* **TEXT**:
▬▬▬▬▬▬

Scaling ecommerce navigation

THE ICONIC, 2020 – 2021

THE ICONIC is Australia’s #1 online fashion store. With a growing assortment of products and outdated patterns, As an in-house designer, I worked to improve navigation to make it easier for customers to find what they are looking for.

Problem

In addition to growth and discoverability issues, our mobile (both app and web) interface patterns were outdated and not designed for the current breadth of products sold by THE ICONIC. This meant that customers didn’t even realise we sold some of the items we did.

My work as a designer on this project was across four main themes:

  1. UI - The existing solution simply couldn't handle the assortment growth. This was particularly bad on mobile where customers weren't even aware of some of the categories we offered due to the UI.
  2. IA - Making sure that customers can easily find what they're looking for when they know what they want, or are just browsing. I used both quantitative and qualitative methods to refine how our navigation was structured.
  3. Internal process - Different departments such as marketing, category, and tech often had conflicting goals of navigation. I worked closely with my Product Manager to understand these and design a solution that struck the right trade-offs. This also included future processes for making changes to the nav.

▬▬▬▬▬▬

* **SET EXERCISE A**:
Filter the listing and copy out each line containing the string "shirt".
The listing that comes next is unrelated to the text above.

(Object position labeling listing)
▬▬▬▬▬▬

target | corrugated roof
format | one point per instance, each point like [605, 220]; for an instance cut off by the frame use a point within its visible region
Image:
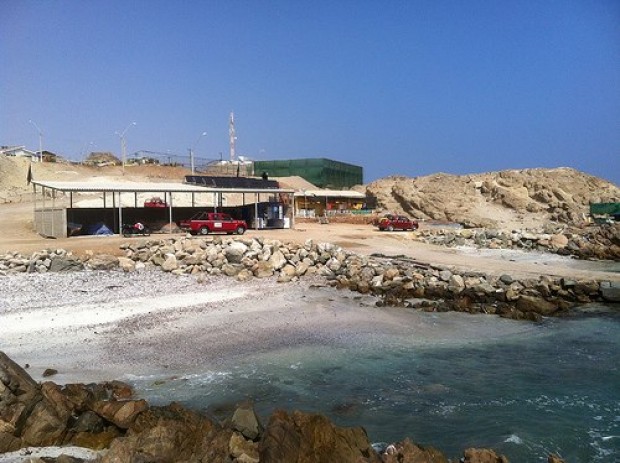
[151, 187]
[331, 193]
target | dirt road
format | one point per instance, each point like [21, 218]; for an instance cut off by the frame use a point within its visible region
[16, 234]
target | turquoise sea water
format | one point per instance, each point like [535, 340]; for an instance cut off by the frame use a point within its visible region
[552, 387]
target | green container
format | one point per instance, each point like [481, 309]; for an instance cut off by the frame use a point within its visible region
[324, 173]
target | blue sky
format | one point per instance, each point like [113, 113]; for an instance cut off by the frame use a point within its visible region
[399, 87]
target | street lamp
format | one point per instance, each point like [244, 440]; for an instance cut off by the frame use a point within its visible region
[40, 138]
[87, 146]
[123, 144]
[191, 151]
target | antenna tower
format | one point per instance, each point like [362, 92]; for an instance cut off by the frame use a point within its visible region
[231, 133]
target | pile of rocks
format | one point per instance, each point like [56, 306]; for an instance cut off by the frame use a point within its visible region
[396, 280]
[105, 417]
[600, 242]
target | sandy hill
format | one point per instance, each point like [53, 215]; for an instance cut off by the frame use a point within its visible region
[525, 198]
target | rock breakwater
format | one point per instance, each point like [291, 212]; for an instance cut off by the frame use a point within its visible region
[395, 280]
[597, 242]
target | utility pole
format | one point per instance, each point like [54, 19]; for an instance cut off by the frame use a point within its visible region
[191, 151]
[124, 145]
[231, 133]
[40, 138]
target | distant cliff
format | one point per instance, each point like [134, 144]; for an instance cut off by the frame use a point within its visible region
[511, 198]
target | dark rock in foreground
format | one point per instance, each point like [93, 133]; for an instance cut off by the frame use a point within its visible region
[130, 431]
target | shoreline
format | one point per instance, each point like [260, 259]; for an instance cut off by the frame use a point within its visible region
[192, 325]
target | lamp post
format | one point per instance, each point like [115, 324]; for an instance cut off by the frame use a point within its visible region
[87, 146]
[40, 138]
[123, 144]
[191, 151]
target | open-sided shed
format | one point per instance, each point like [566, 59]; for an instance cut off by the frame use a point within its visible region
[57, 204]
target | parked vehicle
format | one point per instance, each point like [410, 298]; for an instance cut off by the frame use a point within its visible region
[155, 201]
[204, 223]
[137, 228]
[391, 222]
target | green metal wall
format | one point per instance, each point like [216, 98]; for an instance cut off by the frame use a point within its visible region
[324, 173]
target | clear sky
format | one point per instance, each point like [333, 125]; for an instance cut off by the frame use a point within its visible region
[399, 87]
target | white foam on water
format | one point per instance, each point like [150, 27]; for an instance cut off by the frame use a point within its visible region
[514, 439]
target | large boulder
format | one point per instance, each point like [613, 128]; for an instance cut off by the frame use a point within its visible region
[482, 456]
[306, 438]
[170, 434]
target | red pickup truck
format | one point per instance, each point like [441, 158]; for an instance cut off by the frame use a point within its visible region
[213, 222]
[391, 222]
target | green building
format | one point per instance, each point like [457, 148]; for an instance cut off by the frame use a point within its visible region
[324, 173]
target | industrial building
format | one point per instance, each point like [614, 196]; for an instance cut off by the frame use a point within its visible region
[321, 172]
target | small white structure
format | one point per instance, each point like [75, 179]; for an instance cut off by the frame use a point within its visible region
[19, 151]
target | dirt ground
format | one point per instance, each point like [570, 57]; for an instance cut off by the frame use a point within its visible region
[17, 234]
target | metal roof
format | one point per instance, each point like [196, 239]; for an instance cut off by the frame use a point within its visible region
[154, 187]
[331, 193]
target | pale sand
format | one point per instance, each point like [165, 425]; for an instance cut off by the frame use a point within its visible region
[97, 326]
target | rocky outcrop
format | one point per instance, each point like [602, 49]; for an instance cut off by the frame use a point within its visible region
[104, 417]
[492, 199]
[601, 242]
[395, 280]
[48, 414]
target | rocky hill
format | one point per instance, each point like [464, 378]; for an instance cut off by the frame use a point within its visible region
[508, 199]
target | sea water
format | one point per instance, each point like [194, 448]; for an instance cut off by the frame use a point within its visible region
[552, 387]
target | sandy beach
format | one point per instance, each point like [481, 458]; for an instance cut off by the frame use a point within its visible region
[97, 326]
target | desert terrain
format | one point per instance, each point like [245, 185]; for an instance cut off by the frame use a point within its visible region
[482, 199]
[97, 326]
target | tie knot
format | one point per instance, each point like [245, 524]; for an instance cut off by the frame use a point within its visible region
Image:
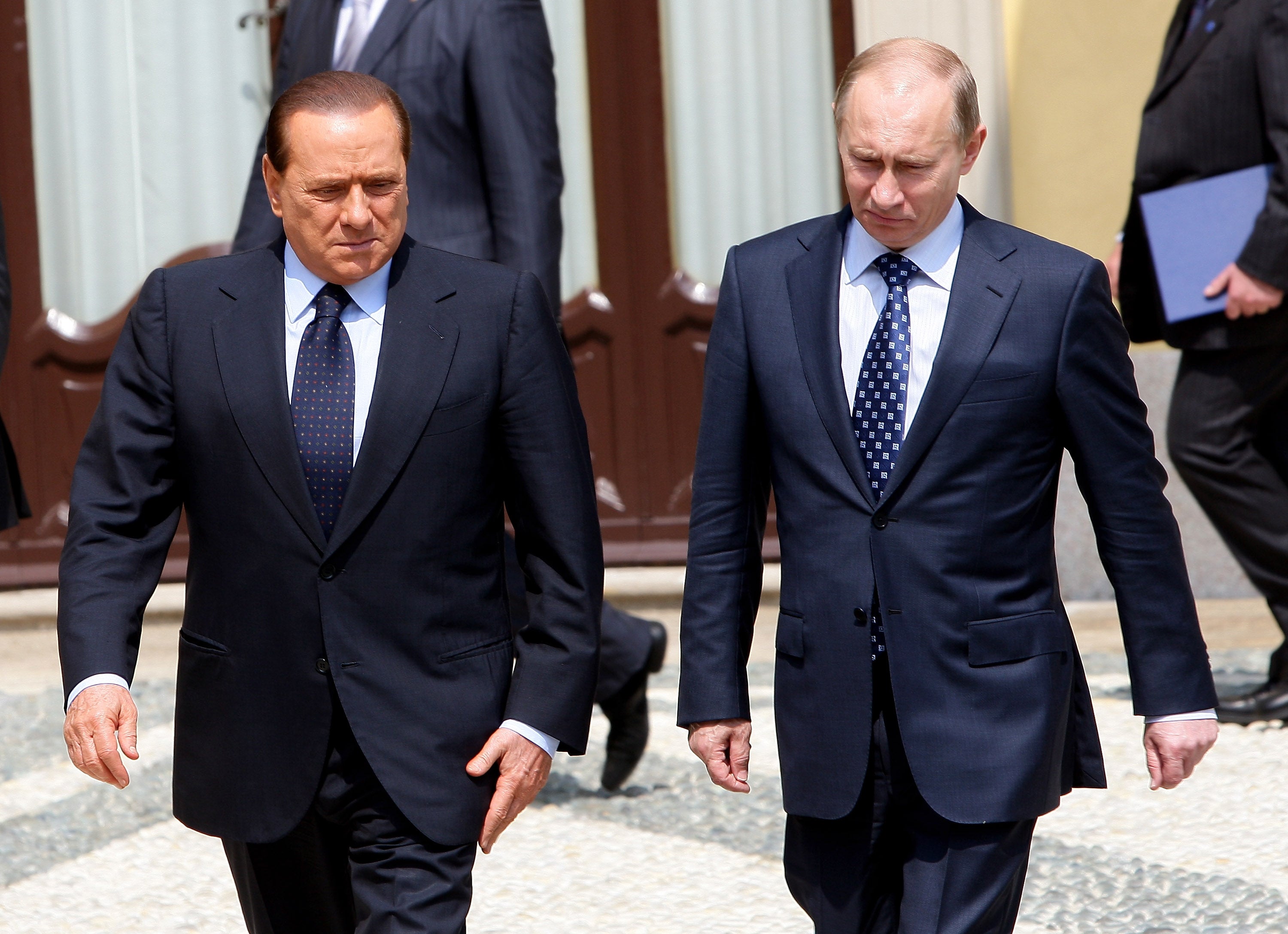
[331, 300]
[896, 268]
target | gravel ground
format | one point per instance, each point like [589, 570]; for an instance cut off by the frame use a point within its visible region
[675, 855]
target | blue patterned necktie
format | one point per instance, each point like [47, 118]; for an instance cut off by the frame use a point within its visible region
[322, 405]
[881, 396]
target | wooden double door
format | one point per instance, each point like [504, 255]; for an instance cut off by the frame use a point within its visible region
[638, 338]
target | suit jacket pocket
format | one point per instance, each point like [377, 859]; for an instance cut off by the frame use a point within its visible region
[1015, 638]
[790, 638]
[203, 643]
[458, 415]
[1001, 389]
[478, 649]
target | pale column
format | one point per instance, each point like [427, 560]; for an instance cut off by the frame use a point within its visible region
[145, 121]
[973, 29]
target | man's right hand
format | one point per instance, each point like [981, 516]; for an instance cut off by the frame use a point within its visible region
[724, 748]
[98, 718]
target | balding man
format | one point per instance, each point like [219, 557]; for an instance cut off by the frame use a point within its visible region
[906, 378]
[344, 416]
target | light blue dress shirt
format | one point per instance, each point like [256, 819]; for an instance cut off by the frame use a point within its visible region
[364, 320]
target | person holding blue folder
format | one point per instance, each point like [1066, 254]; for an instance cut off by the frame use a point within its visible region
[1220, 106]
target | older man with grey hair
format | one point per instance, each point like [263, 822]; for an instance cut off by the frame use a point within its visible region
[906, 376]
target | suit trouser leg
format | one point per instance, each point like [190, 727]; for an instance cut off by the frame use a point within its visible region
[624, 640]
[1225, 436]
[896, 866]
[355, 864]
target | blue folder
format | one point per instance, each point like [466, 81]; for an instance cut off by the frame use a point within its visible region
[1196, 231]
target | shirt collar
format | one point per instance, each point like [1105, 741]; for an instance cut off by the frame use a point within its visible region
[369, 295]
[936, 255]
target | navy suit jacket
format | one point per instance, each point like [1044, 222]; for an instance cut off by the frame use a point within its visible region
[991, 699]
[477, 78]
[474, 410]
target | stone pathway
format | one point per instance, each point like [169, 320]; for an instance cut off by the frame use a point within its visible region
[673, 853]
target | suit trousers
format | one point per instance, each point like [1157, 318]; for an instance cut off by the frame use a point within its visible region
[355, 864]
[896, 866]
[1228, 436]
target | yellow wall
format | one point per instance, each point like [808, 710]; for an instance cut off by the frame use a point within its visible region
[1078, 73]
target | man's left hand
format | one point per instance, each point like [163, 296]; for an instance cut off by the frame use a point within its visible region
[1245, 295]
[525, 770]
[1174, 749]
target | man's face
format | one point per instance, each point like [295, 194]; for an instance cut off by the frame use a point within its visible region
[901, 158]
[343, 197]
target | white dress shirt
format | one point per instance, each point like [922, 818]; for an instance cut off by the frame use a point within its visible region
[342, 24]
[364, 320]
[863, 293]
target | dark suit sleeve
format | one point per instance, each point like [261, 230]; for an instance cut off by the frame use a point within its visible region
[727, 526]
[550, 499]
[1136, 534]
[510, 73]
[124, 502]
[1267, 252]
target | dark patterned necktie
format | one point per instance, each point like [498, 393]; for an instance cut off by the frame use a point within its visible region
[322, 405]
[881, 396]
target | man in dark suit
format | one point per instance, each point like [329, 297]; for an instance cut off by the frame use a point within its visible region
[906, 379]
[353, 714]
[478, 79]
[13, 499]
[1220, 103]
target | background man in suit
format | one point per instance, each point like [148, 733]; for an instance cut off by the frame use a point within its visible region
[1220, 103]
[13, 500]
[485, 176]
[347, 714]
[906, 379]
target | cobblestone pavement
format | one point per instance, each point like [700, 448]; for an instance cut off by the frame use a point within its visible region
[673, 853]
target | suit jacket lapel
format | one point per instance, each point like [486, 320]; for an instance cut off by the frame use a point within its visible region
[416, 347]
[1187, 48]
[395, 18]
[982, 297]
[813, 288]
[250, 347]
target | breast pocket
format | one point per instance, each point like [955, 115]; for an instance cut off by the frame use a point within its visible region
[1001, 389]
[458, 415]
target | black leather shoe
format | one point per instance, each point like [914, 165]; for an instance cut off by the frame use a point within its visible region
[1268, 703]
[628, 731]
[657, 651]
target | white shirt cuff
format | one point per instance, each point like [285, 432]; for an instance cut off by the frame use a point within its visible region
[548, 744]
[93, 681]
[1210, 714]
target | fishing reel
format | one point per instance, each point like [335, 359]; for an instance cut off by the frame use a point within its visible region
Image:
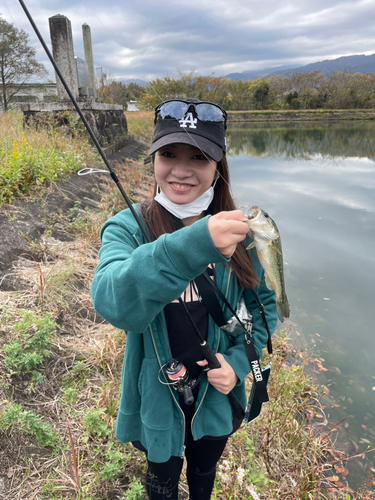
[179, 377]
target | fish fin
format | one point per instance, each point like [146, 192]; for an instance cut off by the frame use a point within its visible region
[283, 310]
[274, 247]
[268, 282]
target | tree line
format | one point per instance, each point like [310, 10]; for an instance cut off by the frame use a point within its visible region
[313, 90]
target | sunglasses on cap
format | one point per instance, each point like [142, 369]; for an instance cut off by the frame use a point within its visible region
[177, 109]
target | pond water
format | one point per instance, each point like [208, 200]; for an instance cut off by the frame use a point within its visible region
[317, 181]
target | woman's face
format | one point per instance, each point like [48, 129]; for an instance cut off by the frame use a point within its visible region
[183, 173]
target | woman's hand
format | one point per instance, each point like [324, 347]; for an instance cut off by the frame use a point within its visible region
[226, 230]
[223, 378]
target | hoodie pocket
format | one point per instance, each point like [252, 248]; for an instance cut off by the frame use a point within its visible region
[156, 399]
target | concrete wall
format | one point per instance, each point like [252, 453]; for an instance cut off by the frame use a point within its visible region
[32, 92]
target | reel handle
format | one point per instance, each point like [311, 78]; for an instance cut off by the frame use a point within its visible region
[188, 395]
[208, 353]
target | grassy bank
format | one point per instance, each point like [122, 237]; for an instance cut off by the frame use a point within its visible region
[32, 155]
[60, 369]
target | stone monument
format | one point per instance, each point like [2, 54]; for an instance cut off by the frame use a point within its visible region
[107, 121]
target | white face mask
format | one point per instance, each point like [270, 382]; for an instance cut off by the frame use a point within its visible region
[191, 209]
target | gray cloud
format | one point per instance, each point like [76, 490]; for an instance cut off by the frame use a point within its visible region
[148, 38]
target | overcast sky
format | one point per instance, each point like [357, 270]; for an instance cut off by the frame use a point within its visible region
[154, 38]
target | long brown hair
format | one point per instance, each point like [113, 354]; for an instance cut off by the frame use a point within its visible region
[160, 221]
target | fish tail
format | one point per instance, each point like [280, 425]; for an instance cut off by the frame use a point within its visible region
[283, 310]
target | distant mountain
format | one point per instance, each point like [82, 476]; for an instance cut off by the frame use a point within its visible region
[142, 83]
[351, 64]
[252, 74]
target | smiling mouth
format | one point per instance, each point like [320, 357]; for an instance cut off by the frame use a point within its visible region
[181, 187]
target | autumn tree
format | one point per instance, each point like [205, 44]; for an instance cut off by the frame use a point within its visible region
[18, 65]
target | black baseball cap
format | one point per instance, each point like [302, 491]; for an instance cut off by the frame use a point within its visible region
[183, 126]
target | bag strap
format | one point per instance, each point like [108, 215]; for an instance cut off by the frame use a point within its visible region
[216, 312]
[205, 287]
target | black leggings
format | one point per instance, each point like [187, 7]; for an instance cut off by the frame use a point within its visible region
[201, 456]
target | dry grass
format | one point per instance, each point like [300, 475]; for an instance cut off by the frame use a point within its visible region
[140, 123]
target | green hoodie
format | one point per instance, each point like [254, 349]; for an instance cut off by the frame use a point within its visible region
[133, 282]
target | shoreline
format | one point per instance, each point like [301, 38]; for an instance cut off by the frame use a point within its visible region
[301, 115]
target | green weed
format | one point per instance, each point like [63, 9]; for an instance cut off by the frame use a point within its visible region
[30, 423]
[95, 423]
[135, 491]
[32, 155]
[30, 345]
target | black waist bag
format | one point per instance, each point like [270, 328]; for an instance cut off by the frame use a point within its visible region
[208, 289]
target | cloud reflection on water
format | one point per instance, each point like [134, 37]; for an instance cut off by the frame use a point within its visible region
[325, 210]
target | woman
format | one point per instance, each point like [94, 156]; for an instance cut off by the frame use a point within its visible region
[193, 226]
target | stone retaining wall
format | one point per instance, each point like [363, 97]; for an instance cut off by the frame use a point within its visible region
[107, 121]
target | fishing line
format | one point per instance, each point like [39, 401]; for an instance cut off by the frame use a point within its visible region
[14, 22]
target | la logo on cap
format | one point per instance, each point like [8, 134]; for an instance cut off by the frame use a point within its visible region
[188, 121]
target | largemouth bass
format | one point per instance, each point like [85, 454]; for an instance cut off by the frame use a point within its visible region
[268, 246]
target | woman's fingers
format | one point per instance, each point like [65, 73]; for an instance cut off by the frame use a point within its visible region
[227, 229]
[223, 378]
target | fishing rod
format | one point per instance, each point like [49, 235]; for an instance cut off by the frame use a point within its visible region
[206, 349]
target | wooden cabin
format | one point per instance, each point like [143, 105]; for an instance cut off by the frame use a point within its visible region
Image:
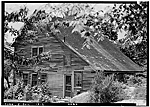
[71, 66]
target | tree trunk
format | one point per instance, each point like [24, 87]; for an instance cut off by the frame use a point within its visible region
[7, 82]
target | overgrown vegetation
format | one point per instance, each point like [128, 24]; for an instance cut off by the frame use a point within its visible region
[107, 89]
[41, 92]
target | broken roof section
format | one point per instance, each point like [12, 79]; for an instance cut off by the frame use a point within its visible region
[102, 55]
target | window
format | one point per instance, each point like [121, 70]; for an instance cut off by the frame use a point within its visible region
[78, 78]
[67, 60]
[34, 51]
[37, 50]
[34, 79]
[43, 78]
[25, 78]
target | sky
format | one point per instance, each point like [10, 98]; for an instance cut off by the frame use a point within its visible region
[10, 7]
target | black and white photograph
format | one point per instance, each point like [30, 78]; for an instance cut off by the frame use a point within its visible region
[75, 53]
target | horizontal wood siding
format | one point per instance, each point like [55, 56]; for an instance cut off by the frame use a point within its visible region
[88, 77]
[59, 54]
[55, 82]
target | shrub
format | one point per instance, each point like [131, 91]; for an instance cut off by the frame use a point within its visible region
[106, 90]
[132, 80]
[39, 92]
[14, 92]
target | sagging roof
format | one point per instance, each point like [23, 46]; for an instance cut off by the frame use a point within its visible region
[102, 55]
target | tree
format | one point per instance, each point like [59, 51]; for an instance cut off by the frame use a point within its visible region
[85, 21]
[132, 18]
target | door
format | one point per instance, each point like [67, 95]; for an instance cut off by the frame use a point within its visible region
[68, 85]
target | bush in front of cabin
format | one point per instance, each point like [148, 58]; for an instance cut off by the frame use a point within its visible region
[105, 89]
[40, 92]
[15, 92]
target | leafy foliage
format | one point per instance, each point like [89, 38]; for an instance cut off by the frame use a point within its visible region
[41, 92]
[106, 90]
[132, 18]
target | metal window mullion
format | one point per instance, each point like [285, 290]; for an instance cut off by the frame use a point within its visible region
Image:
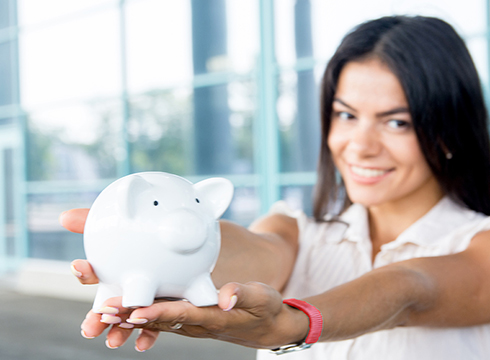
[266, 127]
[21, 245]
[124, 166]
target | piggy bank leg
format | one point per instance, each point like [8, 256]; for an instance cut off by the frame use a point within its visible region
[105, 292]
[202, 292]
[138, 291]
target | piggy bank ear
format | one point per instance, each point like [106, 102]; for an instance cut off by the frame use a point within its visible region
[216, 193]
[129, 191]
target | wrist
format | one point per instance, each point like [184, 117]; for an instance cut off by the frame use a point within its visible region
[305, 326]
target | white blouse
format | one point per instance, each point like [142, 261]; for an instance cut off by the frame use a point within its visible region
[333, 253]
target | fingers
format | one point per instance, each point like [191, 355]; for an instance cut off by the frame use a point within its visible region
[253, 296]
[146, 340]
[74, 220]
[84, 272]
[117, 337]
[92, 326]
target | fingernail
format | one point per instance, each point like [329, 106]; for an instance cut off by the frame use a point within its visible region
[108, 344]
[232, 303]
[60, 218]
[137, 321]
[126, 326]
[108, 310]
[110, 319]
[86, 336]
[75, 272]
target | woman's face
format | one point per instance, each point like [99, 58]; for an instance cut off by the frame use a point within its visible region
[372, 139]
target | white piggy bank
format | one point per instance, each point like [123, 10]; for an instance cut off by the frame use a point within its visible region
[154, 234]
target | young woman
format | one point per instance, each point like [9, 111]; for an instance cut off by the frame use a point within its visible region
[397, 259]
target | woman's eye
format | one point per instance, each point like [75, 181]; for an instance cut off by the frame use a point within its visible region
[398, 124]
[344, 115]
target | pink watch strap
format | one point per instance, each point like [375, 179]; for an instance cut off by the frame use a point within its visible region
[315, 316]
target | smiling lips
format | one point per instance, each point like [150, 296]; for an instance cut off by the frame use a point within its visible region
[368, 175]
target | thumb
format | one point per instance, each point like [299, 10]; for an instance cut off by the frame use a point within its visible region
[74, 220]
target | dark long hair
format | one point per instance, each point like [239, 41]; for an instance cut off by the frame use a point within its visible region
[445, 98]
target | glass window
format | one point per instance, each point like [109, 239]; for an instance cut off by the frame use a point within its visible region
[110, 87]
[47, 240]
[7, 88]
[34, 12]
[5, 14]
[71, 60]
[78, 141]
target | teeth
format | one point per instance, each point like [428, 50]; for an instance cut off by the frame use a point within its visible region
[367, 172]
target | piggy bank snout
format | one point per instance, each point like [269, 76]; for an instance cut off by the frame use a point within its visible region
[183, 231]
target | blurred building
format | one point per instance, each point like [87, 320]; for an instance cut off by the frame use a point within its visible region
[91, 90]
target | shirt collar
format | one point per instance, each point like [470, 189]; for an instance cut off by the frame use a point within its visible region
[444, 217]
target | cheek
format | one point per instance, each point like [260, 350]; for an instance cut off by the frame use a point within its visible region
[335, 141]
[408, 152]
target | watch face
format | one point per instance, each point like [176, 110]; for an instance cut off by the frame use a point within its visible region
[291, 348]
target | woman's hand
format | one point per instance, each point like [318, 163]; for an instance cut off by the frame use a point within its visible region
[251, 315]
[74, 221]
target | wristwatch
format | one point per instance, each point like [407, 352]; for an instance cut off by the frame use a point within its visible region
[316, 326]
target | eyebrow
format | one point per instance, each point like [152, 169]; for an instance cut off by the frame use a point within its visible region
[397, 110]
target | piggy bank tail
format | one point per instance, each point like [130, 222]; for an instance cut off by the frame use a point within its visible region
[202, 292]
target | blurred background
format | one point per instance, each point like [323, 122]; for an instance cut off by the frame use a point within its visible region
[92, 90]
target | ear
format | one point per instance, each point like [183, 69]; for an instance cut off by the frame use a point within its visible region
[216, 193]
[129, 190]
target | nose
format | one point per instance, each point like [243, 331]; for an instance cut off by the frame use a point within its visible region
[365, 140]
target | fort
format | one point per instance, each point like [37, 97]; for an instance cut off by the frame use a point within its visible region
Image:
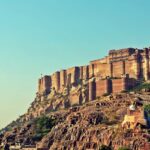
[119, 71]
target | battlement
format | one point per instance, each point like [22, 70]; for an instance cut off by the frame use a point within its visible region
[134, 62]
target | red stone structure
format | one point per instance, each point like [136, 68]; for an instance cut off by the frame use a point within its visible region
[114, 73]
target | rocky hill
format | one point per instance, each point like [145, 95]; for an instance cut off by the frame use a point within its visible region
[104, 104]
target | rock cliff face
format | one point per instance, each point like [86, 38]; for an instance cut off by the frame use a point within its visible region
[89, 105]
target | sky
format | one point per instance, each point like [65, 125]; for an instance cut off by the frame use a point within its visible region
[43, 36]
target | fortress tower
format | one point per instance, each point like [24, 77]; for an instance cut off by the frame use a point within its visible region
[120, 67]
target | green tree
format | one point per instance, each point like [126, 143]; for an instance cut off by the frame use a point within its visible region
[124, 148]
[104, 147]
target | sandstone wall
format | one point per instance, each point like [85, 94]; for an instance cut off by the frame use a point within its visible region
[103, 87]
[130, 61]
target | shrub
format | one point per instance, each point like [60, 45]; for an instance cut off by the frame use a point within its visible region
[106, 94]
[124, 148]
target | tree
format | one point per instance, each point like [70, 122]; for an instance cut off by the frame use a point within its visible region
[104, 147]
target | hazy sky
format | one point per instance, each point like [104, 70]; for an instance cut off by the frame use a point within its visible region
[42, 36]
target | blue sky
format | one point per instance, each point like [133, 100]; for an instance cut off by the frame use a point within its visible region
[42, 36]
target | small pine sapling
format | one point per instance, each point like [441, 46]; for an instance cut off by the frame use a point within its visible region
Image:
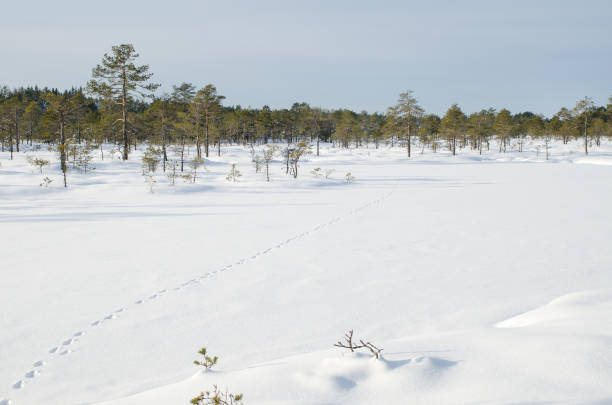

▬▬▬▬▬▬

* **SET EXERCISE B**:
Please render this sentence from the navigation case study in Spanish: "THE ICONIC is Australia’s #1 online fashion store."

* **EXERCISE ANSWER A**:
target | light blue dress shirt
target | shirt collar
target | white dress shirt
target | white shirt cuff
target | shirt collar

* **EXERCISE ANSWER B**:
THE ICONIC es la tienda de moda en línea número 1 de Australia.